**Problems and tasks**
A - Reproduce the part of the Christmas post about "To Kill a Mockingbird" starting with "Christmas 1934 played" and going on through "cousin, Francis Hancock.".
B - According to the Christmas post about "To Kill a Mockingbird," why do Scout and Jem have mixed feelings about Christmas?

**Document**
=-=-=

Friday, December 22, 2023

Christmas 1934 played important part in Harper Lee's 'TKAM'

'Atticus Finch' and 'Heck Tate' from 'To Kill a Mockingbird'
Another Christmas will come to pass this coming Monday. As I pondered this earlier this week, I remembered that the fictionalized Christmas of 1934 was the setting of one of most important events in Harper Lee’s novel, “To Kill a Mockingbird.”

Many of you will remember that in Chapter 9 of the book, Scout tells us that she and her brother, Jem, have mixed feelings about Christmas. They like having a Christmas tree and the fact that their Uncle Jack comes home to visit his brother, Atticus, during the holidays. On the other side of the coin, Scout and Jem don’t like going to their Aunt Alexandra’s house at Finch’s Landing or spending time with their irritating cousin, Francis Hancock.

=-=-=

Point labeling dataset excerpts
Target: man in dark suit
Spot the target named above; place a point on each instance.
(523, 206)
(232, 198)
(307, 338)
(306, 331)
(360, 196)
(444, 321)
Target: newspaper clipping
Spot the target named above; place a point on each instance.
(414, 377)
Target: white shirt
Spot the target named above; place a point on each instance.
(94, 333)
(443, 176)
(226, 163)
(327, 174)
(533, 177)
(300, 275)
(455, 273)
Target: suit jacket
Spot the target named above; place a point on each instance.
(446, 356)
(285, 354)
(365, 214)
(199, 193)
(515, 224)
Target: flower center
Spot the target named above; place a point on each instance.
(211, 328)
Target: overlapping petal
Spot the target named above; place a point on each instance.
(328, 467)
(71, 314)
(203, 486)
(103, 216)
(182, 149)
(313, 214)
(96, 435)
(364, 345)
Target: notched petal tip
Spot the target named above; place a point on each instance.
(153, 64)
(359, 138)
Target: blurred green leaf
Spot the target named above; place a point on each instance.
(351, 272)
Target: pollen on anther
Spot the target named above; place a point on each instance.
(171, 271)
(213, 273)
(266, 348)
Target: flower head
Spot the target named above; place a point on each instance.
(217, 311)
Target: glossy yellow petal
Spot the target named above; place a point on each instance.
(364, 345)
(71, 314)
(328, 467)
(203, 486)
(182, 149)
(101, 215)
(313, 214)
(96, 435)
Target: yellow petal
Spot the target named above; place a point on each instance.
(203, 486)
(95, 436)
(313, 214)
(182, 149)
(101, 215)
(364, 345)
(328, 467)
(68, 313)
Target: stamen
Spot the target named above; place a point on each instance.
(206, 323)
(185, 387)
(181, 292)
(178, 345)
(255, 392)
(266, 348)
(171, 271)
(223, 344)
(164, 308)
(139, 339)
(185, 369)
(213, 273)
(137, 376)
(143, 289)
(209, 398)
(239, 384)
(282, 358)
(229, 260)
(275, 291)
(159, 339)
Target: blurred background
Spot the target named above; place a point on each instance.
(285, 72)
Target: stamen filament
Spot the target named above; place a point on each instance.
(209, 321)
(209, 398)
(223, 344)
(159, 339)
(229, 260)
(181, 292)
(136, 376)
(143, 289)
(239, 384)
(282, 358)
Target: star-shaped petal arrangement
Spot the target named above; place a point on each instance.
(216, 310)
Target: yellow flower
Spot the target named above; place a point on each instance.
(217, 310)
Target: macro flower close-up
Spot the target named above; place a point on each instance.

=-=-=

**Problem solutions**
A -
Christmas 1934 played important part in Harper Lee's 'TKAM'

'Atticus Finch' and 'Heck Tate' from 'To Kill a Mockingbird'
Another Christmas will come to pass this coming Monday. As I pondered this earlier this week, I remembered that the fictionalized Christmas of 1934 was the setting of one of most important events in Harper Lee’s novel, “To Kill a Mockingbird.”

Many of you will remember that in Chapter 9 of the book, Scout tells us that she and her brother, Jem, have mixed feelings about Christmas. They like having a Christmas tree and the fact that their Uncle Jack comes home to visit his brother, Atticus, during the holidays. On the other side of the coin, Scout and Jem don’t like going to their Aunt Alexandra’s house at Finch’s Landing or spending time with their irritating cousin, Francis Hancock.

B - They enjoy having a Christmas tree and seeing their Uncle Jack come home to visit Atticus for the holidays. However, they dislike going to their Aunt Alexandra's house at Finch's Landing and spending time with their irritating cousin, Francis Hancock.